Write out every line of the rows below as a JSON list of strings, one string per line, with blank lines skipped. Leave the pictures out of your answer.

[START Material shown]

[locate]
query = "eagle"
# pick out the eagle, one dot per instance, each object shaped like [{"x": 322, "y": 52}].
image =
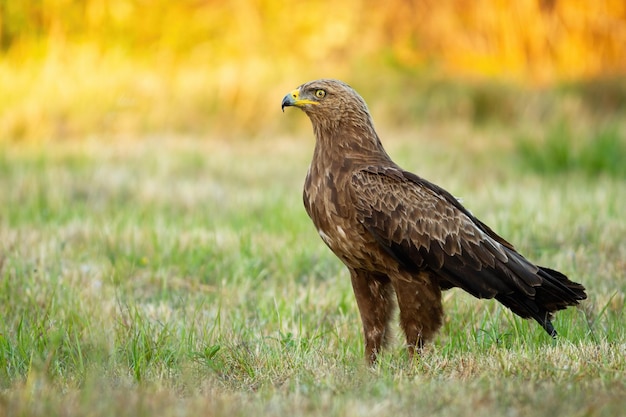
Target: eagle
[{"x": 404, "y": 239}]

[END Material shown]

- Written answer:
[
  "[locate]",
  "query = \"eagle\"",
  "# pick out the eagle, one dot per instance, each object shaped like [{\"x\": 322, \"y\": 52}].",
  "image =",
  "Target: eagle",
  "[{\"x\": 404, \"y\": 239}]"
]